→ **SOURCE TEXT**:

Home > Uncategorized > NYC’s Budget Sign of What’s to Come Everywhere: COVID Cuts = Compromised Programs = Collision Course

NYC’s Budget Sign of What’s to Come Everywhere: COVID Cuts = Compromised Programs = Collision Course

July 24, 2020

Wednesday’s Chalkbeat article by Reema Amin had a headline that read:

In financial crisis, NYC cut $707M from its education budget. These programs will feel the effects.

The programs listed ranged from painful to heartbreaking:

  • A hiring freeze across the education department, proposed in April, is expected to save at least $56 million this fiscal year, according to budget documents.
  • The final budget erases Teacher’s Choice, a program that reimburses teachers and other school staff, including social workers and literacy coaches, for certain classroom supplies. Teachers received reimbursements up to $250.
  • About $9 million, year over year, was cut from the community schools program, which provides wraparound services for high needs students at 267 schools. These schools, which the city publicly celebrated just six months ago, forge contracts with community-based organizations to provide a range of services, such as academic help, mental health counseling or free eye screenings.
  • The department’s borough field support offices, which help schools with professional development, hiring, and budgets, services for English language learners and students with disabilities, and safety issues, among other matters, will see $20 million in cuts this fiscal year.

Other cuts include:

  • $40 million to school allocation memos, which pay for a range of school-level services, including social workers, restorative justice programs, and programming for students with disabilities and for English language learners. The education department has not yet said how these cuts would be distributed.
  • $112.6 million in cuts to professional development. The education department has said those cuts would be from non-mandated trainings.
  • $38.8 million in savings, between fiscal years 2020 and 2021, from eliminating the department’s travel and conference budget because the pandemic has “substantially limited travel for work and events with most becoming virtual.”

→ **SUPPLIED RECORDS**:
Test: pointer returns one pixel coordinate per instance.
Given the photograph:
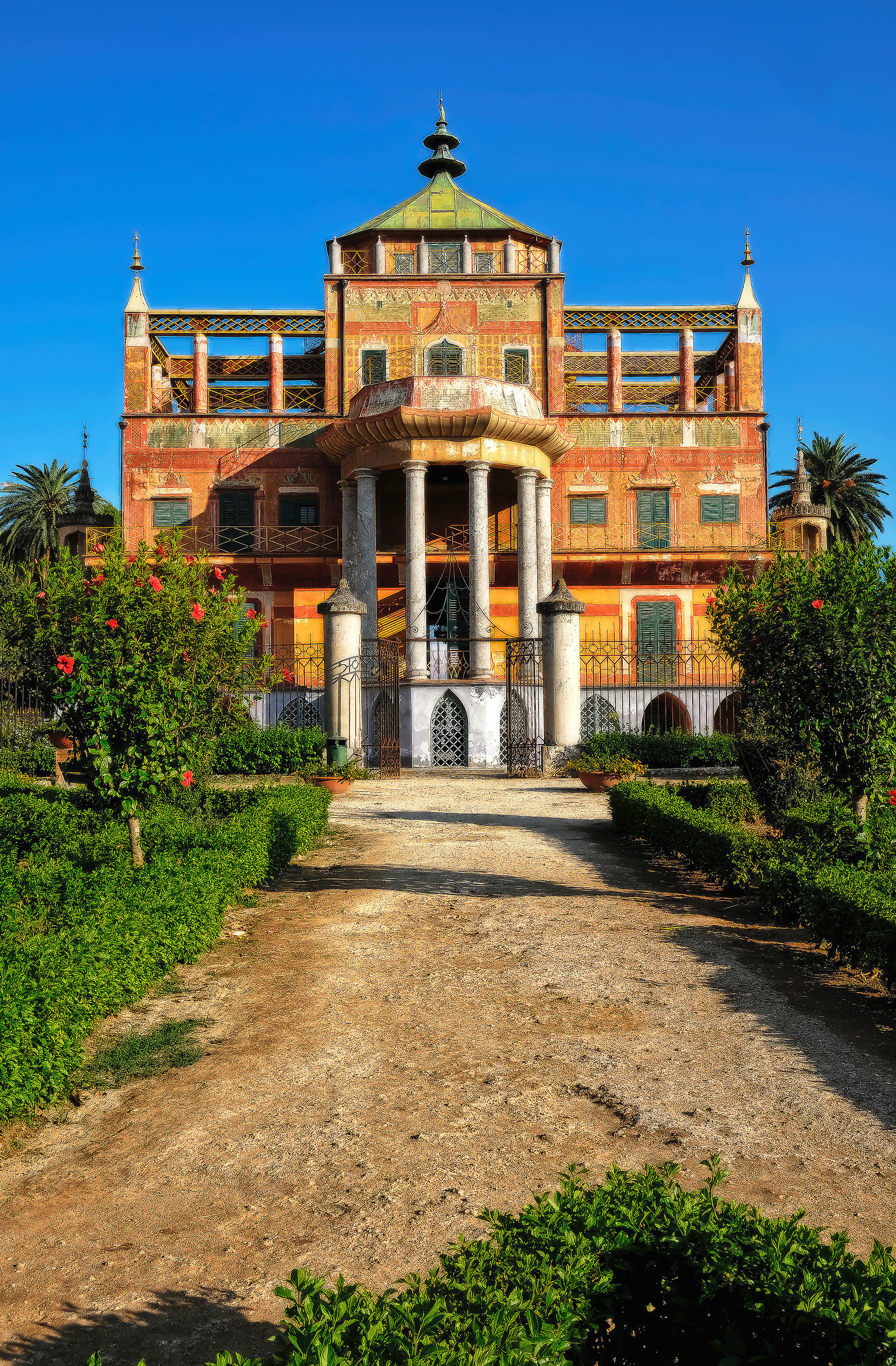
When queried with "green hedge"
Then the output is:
(83, 933)
(850, 907)
(634, 1271)
(276, 750)
(674, 749)
(665, 820)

→ **TASK STATEMENT**:
Copy out the full post on New York City's education budget cuts word for word. These lines have nothing to do with the text.

→ **OUTPUT OF THE TASK**:
Home > Uncategorized > NYC’s Budget Sign of What’s to Come Everywhere: COVID Cuts = Compromised Programs = Collision Course

NYC’s Budget Sign of What’s to Come Everywhere: COVID Cuts = Compromised Programs = Collision Course

July 24, 2020

Wednesday’s Chalkbeat article by Reema Amin had a headline that read:

In financial crisis, NYC cut $707M from its education budget. These programs will feel the effects.

The programs listed ranged from painful to heartbreaking:

  • A hiring freeze across the education department, proposed in April, is expected to save at least $56 million this fiscal year, according to budget documents.
  • The final budget erases Teacher’s Choice, a program that reimburses teachers and other school staff, including social workers and literacy coaches, for certain classroom supplies. Teachers received reimbursements up to $250.
  • About $9 million, year over year, was cut from the community schools program, which provides wraparound services for high needs students at 267 schools. These schools, which the city publicly celebrated just six months ago, forge contracts with community-based organizations to provide a range of services, such as academic help, mental health counseling or free eye screenings.
  • The department’s borough field support offices, which help schools with professional development, hiring, and budgets, services for English language learners and students with disabilities, and safety issues, among other matters, will see $20 million in cuts this fiscal year.

Other cuts include:

  • $40 million to school allocation memos, which pay for a range of school-level services, including social workers, restorative justice programs, and programming for students with disabilities and for English language learners. The education department has not yet said how these cuts would be distributed.
  • $112.6 million in cuts to professional development. The education department has said those cuts would be from non-mandated trainings.
  • $38.8 million in savings, between fiscal years 2020 and 2021, from eliminating the department’s travel and conference budget because the pandemic has “substantially limited travel for work and events with most becoming virtual.”